Reproduce everything from the line containing "In each <instance>, the" down to the line containing "box: [473, 421, 579, 461]", renaming "rough mask" to "coarse mask" and leaving all else unchanged.

(DATA SHOWN)

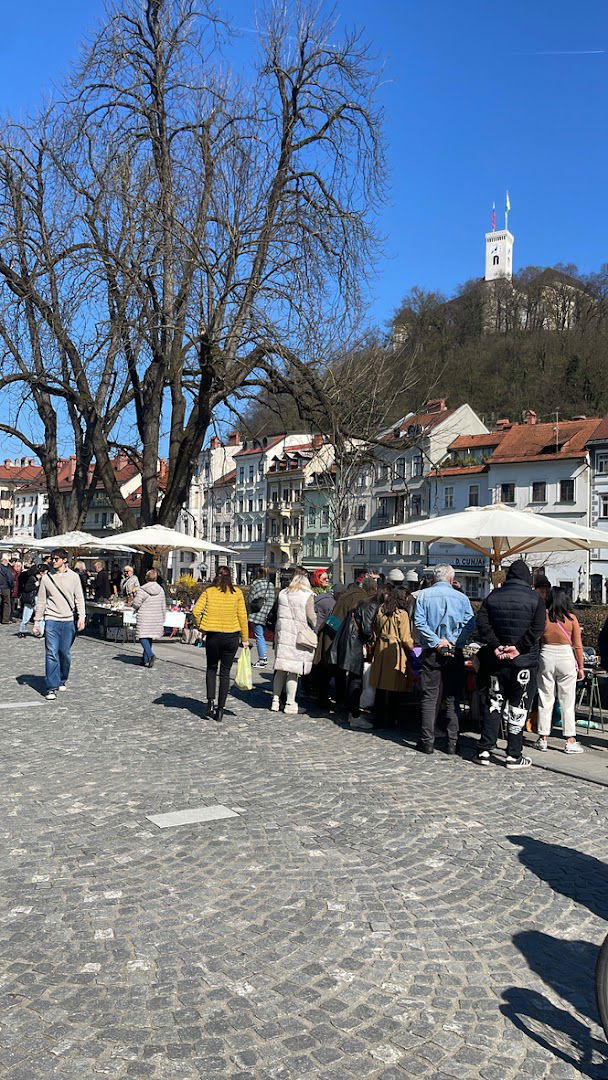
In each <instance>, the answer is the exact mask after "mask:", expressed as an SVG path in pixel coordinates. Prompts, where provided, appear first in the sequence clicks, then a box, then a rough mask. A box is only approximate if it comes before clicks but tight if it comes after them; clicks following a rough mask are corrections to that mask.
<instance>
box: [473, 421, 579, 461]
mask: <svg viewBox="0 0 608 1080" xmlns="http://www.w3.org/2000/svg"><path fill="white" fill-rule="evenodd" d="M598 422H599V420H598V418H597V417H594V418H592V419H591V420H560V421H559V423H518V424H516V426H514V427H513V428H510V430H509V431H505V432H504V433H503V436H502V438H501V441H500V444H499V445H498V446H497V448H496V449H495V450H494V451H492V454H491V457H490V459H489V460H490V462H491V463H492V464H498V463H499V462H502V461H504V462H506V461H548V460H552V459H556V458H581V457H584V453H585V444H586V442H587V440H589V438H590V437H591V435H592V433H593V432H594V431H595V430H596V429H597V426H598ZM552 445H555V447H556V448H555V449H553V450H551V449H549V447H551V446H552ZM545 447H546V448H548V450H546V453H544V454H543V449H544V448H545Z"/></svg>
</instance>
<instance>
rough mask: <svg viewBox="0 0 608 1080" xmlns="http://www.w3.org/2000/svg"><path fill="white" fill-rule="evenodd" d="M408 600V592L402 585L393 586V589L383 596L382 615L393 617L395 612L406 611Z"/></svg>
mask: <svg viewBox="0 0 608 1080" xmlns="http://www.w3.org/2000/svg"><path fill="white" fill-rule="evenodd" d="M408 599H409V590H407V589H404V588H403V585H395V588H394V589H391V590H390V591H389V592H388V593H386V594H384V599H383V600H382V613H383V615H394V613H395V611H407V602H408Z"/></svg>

(End DATA SHOWN)
(DATA SHOWN)

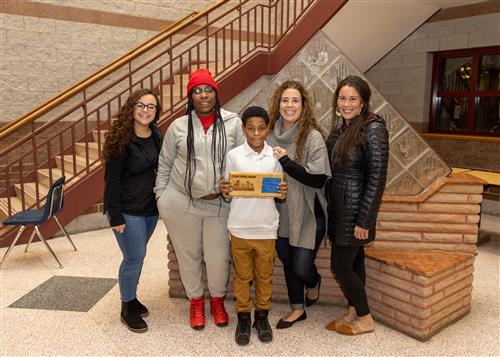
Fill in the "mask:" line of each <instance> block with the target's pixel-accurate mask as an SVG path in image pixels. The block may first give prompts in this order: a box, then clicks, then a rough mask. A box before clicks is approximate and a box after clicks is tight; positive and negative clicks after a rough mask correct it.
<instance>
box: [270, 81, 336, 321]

(End DATA SHOWN)
(DATA SHOWN)

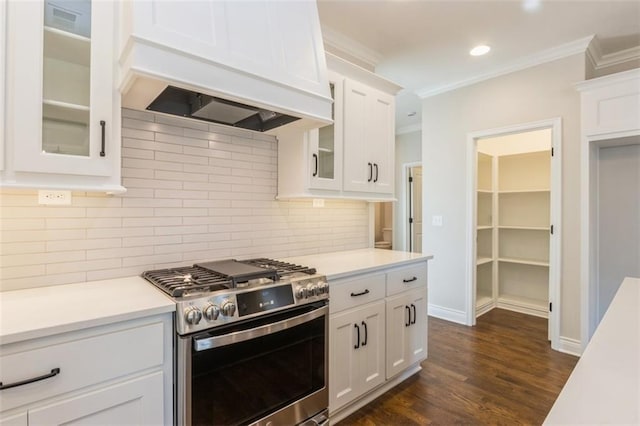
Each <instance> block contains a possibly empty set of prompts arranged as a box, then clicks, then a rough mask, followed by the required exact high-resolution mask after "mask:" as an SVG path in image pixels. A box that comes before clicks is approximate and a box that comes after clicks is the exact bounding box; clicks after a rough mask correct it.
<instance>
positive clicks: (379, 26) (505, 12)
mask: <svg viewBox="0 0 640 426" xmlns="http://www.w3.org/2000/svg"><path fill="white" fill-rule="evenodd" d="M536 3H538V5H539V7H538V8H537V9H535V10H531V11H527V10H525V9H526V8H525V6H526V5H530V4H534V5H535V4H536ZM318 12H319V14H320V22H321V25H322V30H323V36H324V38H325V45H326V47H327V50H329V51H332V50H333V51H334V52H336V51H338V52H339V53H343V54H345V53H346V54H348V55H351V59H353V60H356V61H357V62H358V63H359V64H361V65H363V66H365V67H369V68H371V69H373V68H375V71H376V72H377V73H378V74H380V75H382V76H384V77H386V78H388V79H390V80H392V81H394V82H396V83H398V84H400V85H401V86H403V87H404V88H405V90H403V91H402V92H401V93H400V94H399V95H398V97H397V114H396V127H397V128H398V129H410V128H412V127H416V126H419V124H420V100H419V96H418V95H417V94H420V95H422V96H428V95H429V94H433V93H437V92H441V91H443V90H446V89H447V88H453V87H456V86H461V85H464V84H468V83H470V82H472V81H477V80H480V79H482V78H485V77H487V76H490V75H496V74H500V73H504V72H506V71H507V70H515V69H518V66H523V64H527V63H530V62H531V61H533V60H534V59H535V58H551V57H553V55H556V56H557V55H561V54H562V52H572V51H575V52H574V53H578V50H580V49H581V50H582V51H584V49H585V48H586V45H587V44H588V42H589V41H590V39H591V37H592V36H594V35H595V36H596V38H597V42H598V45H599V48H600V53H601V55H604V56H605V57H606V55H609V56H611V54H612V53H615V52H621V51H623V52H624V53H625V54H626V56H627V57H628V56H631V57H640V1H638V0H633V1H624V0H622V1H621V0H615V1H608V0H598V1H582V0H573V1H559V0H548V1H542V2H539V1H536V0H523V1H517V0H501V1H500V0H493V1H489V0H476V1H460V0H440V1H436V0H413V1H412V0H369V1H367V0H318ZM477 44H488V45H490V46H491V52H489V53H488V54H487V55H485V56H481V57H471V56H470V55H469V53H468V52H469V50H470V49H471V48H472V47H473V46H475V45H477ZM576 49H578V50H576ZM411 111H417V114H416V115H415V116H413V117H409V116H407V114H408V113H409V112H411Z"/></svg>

(End DATA SHOWN)

● EXERCISE SOLUTION:
In each <instance>, the answer is the exact mask after "mask:", expressed as an SVG path in pixel coordinates. Prompts, where provided, appear first in the sequence clicks, then a box, then a coarse mask. A box is only approximate if it comes before clicks but tight if it comes after them; clicks following a coarse mask are corrections to that mask.
<instance>
box: [473, 421, 579, 461]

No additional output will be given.